Теперь часто люди устают от езды. Я вот от езды не устаю, потому что всегда уверяю, что это машина может устать, а я сижу, еду, чего мне уставать. И в электричке я не устаю, ежели сидячее место. Сижу себе и еду. А она пыхтит.
В те же времена, в XVIII веке, с отцовской стороны был занятный Тимофеев. Он был моим... дед... прадед... прапрадед... Моим прапрадедом он был, пожалуй. Его, как и Всеволожского, Петр I отправил за границу учиться каким-то наукам, кажется, землемерию и геодезии. Вернувшись, он всю жизнь протрубил, в сущности, землепроходцем. С частями казаков ходил на освоение восточносибирских, камчатских земель. Но чудак был преизрядный. Он очень интересовался всякими науками, путешествиями и сам что-то такое придумывал в области физической географии и смежных дисциплин. Старым уже человеком, лет под 75, он в чине бригадира вышел в отставку и поселился в своем маленьком имении в Калужской губернии, Аксютино, Хишутино тож. И продолжал заниматься последней заинтересовавшей его проблемой — проблемой Гольфстрима.

▶ [Фрагмент данных]
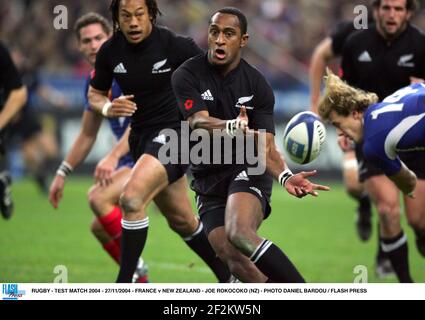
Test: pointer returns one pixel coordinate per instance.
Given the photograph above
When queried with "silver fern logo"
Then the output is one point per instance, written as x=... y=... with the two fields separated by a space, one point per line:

▶ [Задания]
1/ Судя по фрагменту страницы, где поселился Тимофеев после выхода в отставку?
2/ Перескажите кратко, в виде списка, абзац фрагмента страницы, начинающийся словами «В те же времена, в XVIII веке». Сохраните основные факты.
3/ Выпишите из фрагмента страницы текст от слов «Теперь часто люди» до слов «А она пыхтит.» без изменений.

▶ [Ответы]
1/ В своем маленьком имении Аксютино (Хишутино тож) в Калужской губернии.

2/
- Тимофеев жил в XVIII веке и был предком по отцовской линии, по-видимому прапрадедом.
- Петр I отправил его за границу учиться, кажется, землемерию и геодезии.
- После возвращения он всю жизнь был землепроходцем и вместе с казаками осваивал восточносибирские и камчатские земли.
- Он был большим чудаком, интересовался науками и путешествиями и сам что-то придумывал в физической географии и смежных дисциплинах.
- Около 75 лет он вышел в отставку в чине бригадира и поселился в имении Аксютино (Хишутино тож) в Калужской губернии.
- Там он продолжал заниматься проблемой Гольфстрима.

3/
Теперь часто люди устают от езды. Я вот от езды не устаю, потому что всегда уверяю, что это машина может устать, а я сижу, еду, чего мне уставать. И в электричке я не устаю, ежели сидячее место. Сижу себе и еду. А она пыхтит.